-------- PROVIDED MATERIAL --------

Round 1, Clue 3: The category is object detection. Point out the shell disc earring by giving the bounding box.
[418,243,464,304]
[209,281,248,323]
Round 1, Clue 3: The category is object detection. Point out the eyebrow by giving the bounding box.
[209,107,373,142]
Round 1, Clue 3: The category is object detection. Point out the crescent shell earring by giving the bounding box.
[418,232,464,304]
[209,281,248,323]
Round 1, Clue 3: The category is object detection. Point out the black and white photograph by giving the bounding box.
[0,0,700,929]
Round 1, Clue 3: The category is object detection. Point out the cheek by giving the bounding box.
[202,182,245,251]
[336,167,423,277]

--------

- **YOUR INSTRUCTIONS**
Format every line of the material above as a numbered list, leaving out any blank lines.

- **SOLUTION FOR THIS TASK**
1. Round 1, Clue 3: The category is object detection. Point out the shell disc earring by giving the bounding box.
2. [418,243,464,304]
3. [209,281,248,323]
4. Round 1, Clue 3: The category is object detection. Point out the eyebrow by giving the bounding box.
5. [209,107,373,142]
6. Round 1, Clue 3: The category is object detection. Point out the crescent shell earring by giving the bounding box.
7. [418,232,464,304]
8. [209,281,248,323]
9. Round 1, Clue 3: The category is object detection. Point out the black and white photograph by giving the bounding box.
10. [0,0,700,929]
11. Round 1, Clue 3: The category is object detection. Point out the cheek by giving the bounding box.
12. [202,182,245,251]
13. [336,167,423,277]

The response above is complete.